▶ Data in this exercise:
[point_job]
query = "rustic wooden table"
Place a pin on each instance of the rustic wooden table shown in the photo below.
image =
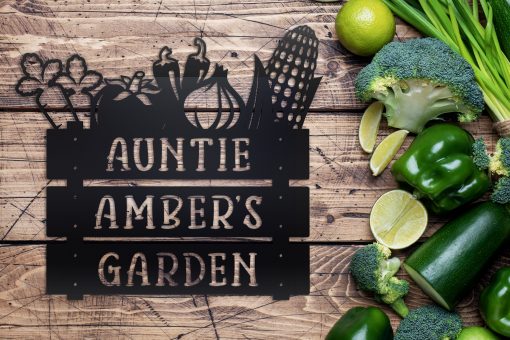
(116, 38)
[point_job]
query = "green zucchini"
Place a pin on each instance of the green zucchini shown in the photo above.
(448, 264)
(501, 10)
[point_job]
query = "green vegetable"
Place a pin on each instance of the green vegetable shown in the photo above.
(374, 271)
(501, 192)
(458, 24)
(495, 302)
(429, 323)
(500, 161)
(447, 265)
(480, 155)
(362, 323)
(418, 80)
(476, 333)
(502, 23)
(498, 164)
(439, 169)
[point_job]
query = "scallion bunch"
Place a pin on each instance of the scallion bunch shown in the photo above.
(459, 24)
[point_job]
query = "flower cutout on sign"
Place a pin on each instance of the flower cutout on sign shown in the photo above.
(38, 81)
(135, 86)
(78, 81)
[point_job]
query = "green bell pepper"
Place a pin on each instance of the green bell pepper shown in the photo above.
(362, 323)
(495, 302)
(438, 168)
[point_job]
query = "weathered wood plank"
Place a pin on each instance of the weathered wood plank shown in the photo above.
(342, 189)
(26, 310)
(114, 39)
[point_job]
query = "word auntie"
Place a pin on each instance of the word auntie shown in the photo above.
(151, 219)
(179, 153)
(189, 269)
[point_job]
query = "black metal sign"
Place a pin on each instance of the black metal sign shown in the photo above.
(177, 268)
(138, 128)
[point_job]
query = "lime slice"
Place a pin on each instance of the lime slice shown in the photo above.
(398, 219)
(369, 126)
(385, 151)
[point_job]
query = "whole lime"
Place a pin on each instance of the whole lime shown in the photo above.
(364, 26)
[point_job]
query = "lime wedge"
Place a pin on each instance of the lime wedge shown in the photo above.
(385, 151)
(398, 219)
(369, 126)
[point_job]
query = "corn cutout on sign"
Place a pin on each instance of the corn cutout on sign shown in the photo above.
(185, 238)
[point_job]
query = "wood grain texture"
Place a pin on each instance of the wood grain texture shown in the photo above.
(119, 39)
(25, 310)
(342, 188)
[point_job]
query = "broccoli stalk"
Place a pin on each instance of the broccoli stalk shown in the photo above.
(429, 323)
(498, 165)
(374, 271)
(480, 156)
(419, 80)
(500, 161)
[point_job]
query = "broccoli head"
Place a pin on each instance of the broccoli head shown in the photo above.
(500, 162)
(501, 191)
(498, 165)
(374, 271)
(418, 80)
(429, 323)
(480, 156)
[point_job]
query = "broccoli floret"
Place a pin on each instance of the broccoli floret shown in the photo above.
(429, 323)
(480, 156)
(418, 80)
(500, 162)
(501, 192)
(374, 271)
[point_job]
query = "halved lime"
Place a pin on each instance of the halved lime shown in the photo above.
(386, 150)
(369, 126)
(398, 219)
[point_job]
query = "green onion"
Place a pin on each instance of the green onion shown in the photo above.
(457, 23)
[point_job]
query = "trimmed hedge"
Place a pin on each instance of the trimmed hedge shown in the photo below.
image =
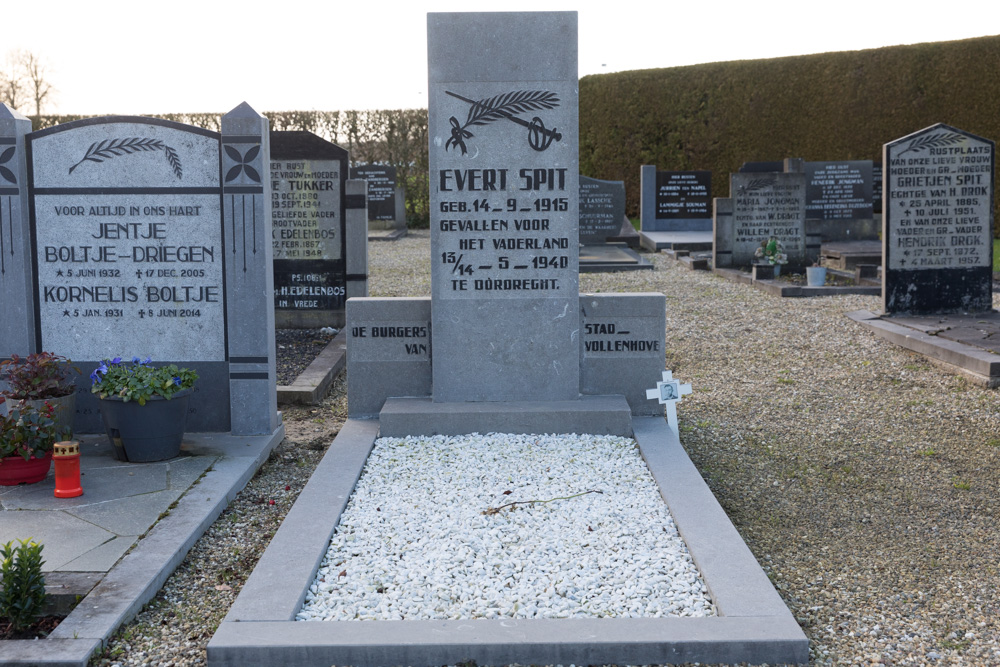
(830, 106)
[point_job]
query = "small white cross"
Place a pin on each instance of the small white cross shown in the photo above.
(668, 392)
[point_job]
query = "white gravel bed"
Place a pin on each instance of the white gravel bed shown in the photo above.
(424, 535)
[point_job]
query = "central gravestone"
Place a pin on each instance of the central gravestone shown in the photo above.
(504, 200)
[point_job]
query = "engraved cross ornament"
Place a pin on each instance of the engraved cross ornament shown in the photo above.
(668, 392)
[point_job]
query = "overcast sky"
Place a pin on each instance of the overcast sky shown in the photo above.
(131, 57)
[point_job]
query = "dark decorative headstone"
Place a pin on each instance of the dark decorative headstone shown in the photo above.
(308, 209)
(381, 190)
(602, 208)
(937, 221)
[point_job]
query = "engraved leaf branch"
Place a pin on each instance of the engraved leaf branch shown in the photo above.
(506, 107)
(109, 148)
(933, 141)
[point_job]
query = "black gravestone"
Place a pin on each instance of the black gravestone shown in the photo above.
(381, 190)
(602, 208)
(683, 195)
(937, 222)
(308, 179)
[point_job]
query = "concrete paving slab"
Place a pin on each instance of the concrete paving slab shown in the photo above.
(133, 579)
(102, 557)
(127, 516)
(753, 626)
(611, 257)
(50, 529)
(185, 471)
(99, 485)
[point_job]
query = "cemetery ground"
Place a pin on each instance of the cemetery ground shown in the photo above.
(863, 479)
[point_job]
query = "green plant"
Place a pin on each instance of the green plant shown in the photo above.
(22, 594)
(139, 380)
(38, 376)
(28, 432)
(772, 250)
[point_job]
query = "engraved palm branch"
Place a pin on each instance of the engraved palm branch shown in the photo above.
(506, 107)
(109, 148)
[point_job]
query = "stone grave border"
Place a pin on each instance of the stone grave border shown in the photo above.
(311, 385)
(753, 624)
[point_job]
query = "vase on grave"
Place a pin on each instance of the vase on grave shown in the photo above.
(145, 433)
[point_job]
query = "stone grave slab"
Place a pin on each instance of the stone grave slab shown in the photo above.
(937, 223)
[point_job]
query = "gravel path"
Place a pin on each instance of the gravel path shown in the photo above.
(863, 479)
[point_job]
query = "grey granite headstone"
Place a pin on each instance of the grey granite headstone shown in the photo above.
(381, 190)
(602, 207)
(765, 205)
(502, 122)
(153, 238)
(675, 200)
(17, 305)
(937, 222)
(839, 190)
(308, 209)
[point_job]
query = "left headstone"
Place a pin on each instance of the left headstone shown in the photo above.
(152, 238)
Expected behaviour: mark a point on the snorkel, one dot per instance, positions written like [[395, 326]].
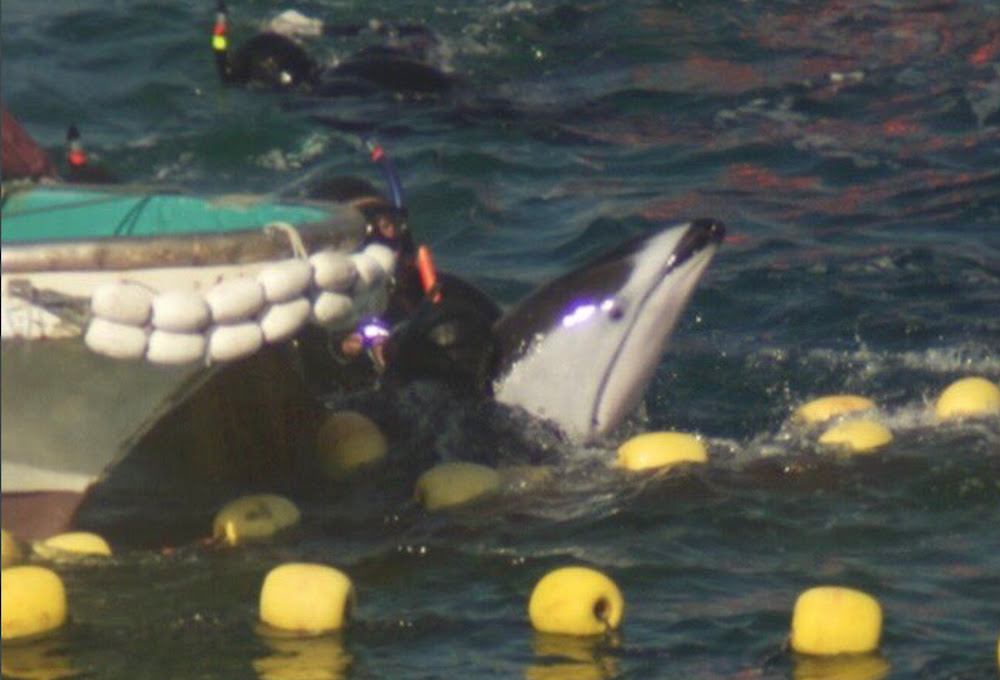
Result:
[[220, 42], [388, 170]]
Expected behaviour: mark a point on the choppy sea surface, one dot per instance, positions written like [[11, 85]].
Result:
[[852, 148]]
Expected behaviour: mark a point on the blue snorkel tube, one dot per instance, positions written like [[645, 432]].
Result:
[[388, 170]]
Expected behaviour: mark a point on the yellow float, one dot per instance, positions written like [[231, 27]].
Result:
[[305, 598], [824, 408], [832, 620], [254, 517], [456, 483], [72, 545], [857, 436], [968, 398], [33, 601], [348, 441], [576, 601], [661, 450]]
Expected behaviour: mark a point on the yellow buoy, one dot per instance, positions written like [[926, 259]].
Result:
[[842, 667], [968, 398], [33, 601], [347, 441], [857, 436], [306, 598], [824, 408], [255, 517], [71, 545], [576, 601], [450, 484], [832, 620], [661, 449], [11, 549]]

▶ What to produce: Can you lay out every line of the rows above as a Markdown table with two columns, No. for a running line number and Line for the text, skipping blank lines? Leave the pictures out.

▶ Answer for this exercise:
| No. | Line |
|---|---|
| 1 | [point_job] |
| 2 | query = "rustic wooden table" |
| 3 | Place a pin on each instance of the rustic wooden table shown in the photo below. |
| 4 | image = |
| 5 | (116, 38) |
| 6 | [point_job] |
| 7 | query = "green zucchini" |
| 8 | Place a pin on each instance of the green zucchini shown in the photo above. |
| 9 | (448, 264) |
| 10 | (501, 10) |
| 11 | [point_job] |
| 12 | query = "green vegetable" |
| 13 | Place a pin on each instance of the green vegetable shown in the photo above. |
| 14 | (374, 271) |
| 15 | (501, 192) |
| 16 | (458, 24) |
| 17 | (495, 302) |
| 18 | (429, 323) |
| 19 | (500, 161) |
| 20 | (447, 265) |
| 21 | (480, 155) |
| 22 | (362, 323) |
| 23 | (418, 80) |
| 24 | (476, 333) |
| 25 | (502, 23) |
| 26 | (498, 164) |
| 27 | (439, 169) |
| 28 | [point_job] |
| 29 | query = "scallion bunch" |
| 30 | Place a pin on each instance of the scallion bunch shown in the photo above. |
| 31 | (459, 24) |
| 32 | [point_job] |
| 33 | query = "flower cutout on sign" |
| 34 | Place a pin on each instance of the flower cutout on sign shown in the photo above. |
| 35 | (38, 81) |
| 36 | (135, 86) |
| 37 | (78, 81) |
| 38 | [point_job] |
| 39 | query = "green bell pepper" |
| 40 | Place a pin on each instance of the green bell pepper shown in the photo above. |
| 41 | (362, 323) |
| 42 | (495, 302) |
| 43 | (438, 168) |
| 44 | [point_job] |
| 45 | query = "weathered wood plank" |
| 46 | Place a pin on each instance of the weathered wood plank shown in the photo above. |
| 47 | (342, 189) |
| 48 | (26, 310) |
| 49 | (114, 39) |
| 50 | [point_job] |
| 51 | query = "word auntie" |
| 52 | Place a pin on each instance of the word auntie shown in the photo above. |
| 53 | (151, 219) |
| 54 | (179, 153) |
| 55 | (189, 269) |
| 56 | [point_job] |
| 57 | query = "black metal sign" |
| 58 | Place a pin on each instance of the black metal sign shown in the photo above. |
| 59 | (177, 268) |
| 60 | (138, 128) |
| 61 | [point_job] |
| 62 | query = "lime slice" |
| 63 | Place a pin on each instance of the lime slice shown in the photo above. |
| 64 | (398, 219) |
| 65 | (369, 126) |
| 66 | (385, 151) |
| 67 | [point_job] |
| 68 | query = "whole lime" |
| 69 | Place a pin on each instance of the whole lime shown in the photo above. |
| 70 | (364, 26) |
| 71 | [point_job] |
| 72 | query = "lime wedge" |
| 73 | Place a pin on each instance of the lime wedge shown in the photo above. |
| 74 | (385, 151) |
| 75 | (398, 219) |
| 76 | (369, 126) |
| 77 | [point_job] |
| 78 | query = "corn cutout on sign" |
| 79 | Place a pin on each instance of the corn cutout on sign shown in the photo above. |
| 80 | (185, 238) |
| 81 | [point_job] |
| 82 | query = "wood grain texture" |
| 83 | Place a pin on each instance of the wood grain texture shown in the photo above. |
| 84 | (119, 39) |
| 85 | (25, 310) |
| 86 | (342, 188) |
| 87 | [point_job] |
| 88 | query = "broccoli stalk" |
| 89 | Place a pin on each instance of the broccoli stalk shown in the photo above. |
| 90 | (429, 323) |
| 91 | (498, 165) |
| 92 | (374, 271) |
| 93 | (480, 156) |
| 94 | (419, 80) |
| 95 | (500, 161) |
| 96 | [point_job] |
| 97 | query = "broccoli head" |
| 98 | Place a pin on each instance of the broccoli head shown in the photo above. |
| 99 | (500, 162) |
| 100 | (501, 191) |
| 101 | (498, 165) |
| 102 | (374, 271) |
| 103 | (418, 80) |
| 104 | (429, 323) |
| 105 | (480, 156) |
| 106 | [point_job] |
| 107 | query = "broccoli floret" |
| 108 | Place a pin on each instance of the broccoli floret shown in the photo above. |
| 109 | (429, 323) |
| 110 | (480, 156) |
| 111 | (418, 80) |
| 112 | (500, 162) |
| 113 | (501, 192) |
| 114 | (374, 271) |
| 115 | [point_job] |
| 116 | query = "halved lime" |
| 117 | Place a pin on each instance of the halved lime shown in the photo above. |
| 118 | (386, 150) |
| 119 | (369, 126) |
| 120 | (398, 219) |
| 121 | [point_job] |
| 122 | query = "green onion" |
| 123 | Place a pin on each instance of the green onion shown in the photo above. |
| 124 | (457, 23) |
| 125 | [point_job] |
| 126 | query = "trimmed hedge" |
| 127 | Place a pin on each instance of the trimmed hedge shown in the photo below. |
| 128 | image = |
| 129 | (830, 106) |
| 130 | [point_job] |
| 131 | query = "small white cross" |
| 132 | Place a pin on each instance of the small white cross shown in the photo above. |
| 133 | (668, 392) |
| 134 | [point_job] |
| 135 | query = "white gravel bed" |
| 136 | Place a pin on each instance of the white gravel bed shown in the photo above. |
| 137 | (424, 535) |
| 138 | [point_job] |
| 139 | query = "central gravestone" |
| 140 | Place a pin on each instance of the central gravestone shown in the photo above. |
| 141 | (504, 200) |
| 142 | [point_job] |
| 143 | query = "engraved cross ornament" |
| 144 | Place a pin on each instance of the engraved cross ornament shown in the photo above. |
| 145 | (668, 392) |
| 146 | [point_job] |
| 147 | query = "overcast sky" |
| 148 | Place a pin on each instance of the overcast sky shown in the photo above. |
| 149 | (131, 57) |
| 150 | [point_job] |
| 151 | query = "dark decorative headstone" |
| 152 | Place a pin on each instance of the dark decorative headstone shown in the photo above. |
| 153 | (308, 209) |
| 154 | (381, 190) |
| 155 | (602, 208) |
| 156 | (937, 221) |
| 157 | [point_job] |
| 158 | query = "engraved leaf branch" |
| 159 | Place a pin on each instance of the engraved leaf branch shown in the photo above. |
| 160 | (506, 107) |
| 161 | (109, 148) |
| 162 | (933, 141) |
| 163 | [point_job] |
| 164 | query = "black gravestone" |
| 165 | Place a pin on each instance of the black gravestone shown in the photo above. |
| 166 | (381, 190) |
| 167 | (602, 208) |
| 168 | (683, 195) |
| 169 | (937, 222) |
| 170 | (308, 179) |
| 171 | [point_job] |
| 172 | query = "concrete paving slab" |
| 173 | Place a pin on each instance of the concrete paving slab shown in the photo above. |
| 174 | (133, 579) |
| 175 | (102, 557) |
| 176 | (127, 516) |
| 177 | (753, 626) |
| 178 | (611, 257) |
| 179 | (50, 529) |
| 180 | (185, 471) |
| 181 | (99, 485) |
| 182 | [point_job] |
| 183 | query = "cemetery ground" |
| 184 | Place a pin on each instance of the cemetery ground shown in the photo above. |
| 185 | (863, 479) |
| 186 | [point_job] |
| 187 | query = "green plant" |
| 188 | Place a pin on each instance of the green plant shown in the photo above. |
| 189 | (22, 594) |
| 190 | (139, 380) |
| 191 | (38, 376) |
| 192 | (28, 432) |
| 193 | (772, 250) |
| 194 | [point_job] |
| 195 | query = "engraved palm branch" |
| 196 | Place a pin on each instance of the engraved palm branch shown in the photo above. |
| 197 | (506, 107) |
| 198 | (109, 148) |
| 199 | [point_job] |
| 200 | query = "stone grave border" |
| 201 | Place a pin on each instance of the stone grave border shown in the photo above. |
| 202 | (311, 385) |
| 203 | (753, 624) |
| 204 | [point_job] |
| 205 | query = "vase on grave" |
| 206 | Place a pin on each instance of the vase on grave shown in the photo above. |
| 207 | (145, 433) |
| 208 | [point_job] |
| 209 | query = "stone grave slab" |
| 210 | Place a pin on each instance of the stone grave slab shown in the photo above. |
| 211 | (937, 223) |
| 212 | [point_job] |
| 213 | query = "gravel path" |
| 214 | Place a pin on each instance of the gravel path shown in the photo above. |
| 215 | (863, 479) |
| 216 | [point_job] |
| 217 | query = "grey granite headstone" |
| 218 | Place a pin on each instance of the grey granite headstone shown in the photo above. |
| 219 | (381, 190) |
| 220 | (602, 207) |
| 221 | (765, 205) |
| 222 | (502, 122) |
| 223 | (153, 238) |
| 224 | (675, 200) |
| 225 | (17, 305) |
| 226 | (937, 222) |
| 227 | (839, 190) |
| 228 | (308, 209) |
| 229 | [point_job] |
| 230 | query = "left headstone" |
| 231 | Place a pin on each instance of the left headstone shown in the photo above. |
| 232 | (152, 238) |
| 233 | Expected behaviour: mark a point on the snorkel, one dot per instance, positions written like [[395, 326]]. |
| 234 | Result: |
| 235 | [[220, 42], [388, 170]] |
| 236 | Expected behaviour: mark a point on the choppy sea surface, one dot per instance, positions written like [[11, 85]]. |
| 237 | Result: |
| 238 | [[852, 148]] |
| 239 | Expected behaviour: mark a point on the blue snorkel tube, one dot per instance, positions written like [[645, 432]]. |
| 240 | Result: |
| 241 | [[388, 170]] |
| 242 | Expected behaviour: mark a point on the yellow float, one dot per instance, positions written like [[231, 27]]. |
| 243 | Result: |
| 244 | [[305, 598], [824, 408], [832, 620], [254, 517], [456, 483], [72, 545], [857, 436], [968, 398], [33, 601], [348, 441], [576, 601], [661, 450]] |
| 245 | Expected behaviour: mark a point on the yellow buoy, one dot per instance, positions written like [[926, 259]]. |
| 246 | Result: |
| 247 | [[842, 667], [968, 398], [33, 601], [347, 441], [857, 436], [306, 598], [824, 408], [255, 517], [71, 545], [576, 601], [450, 484], [832, 620], [661, 449], [11, 549]] |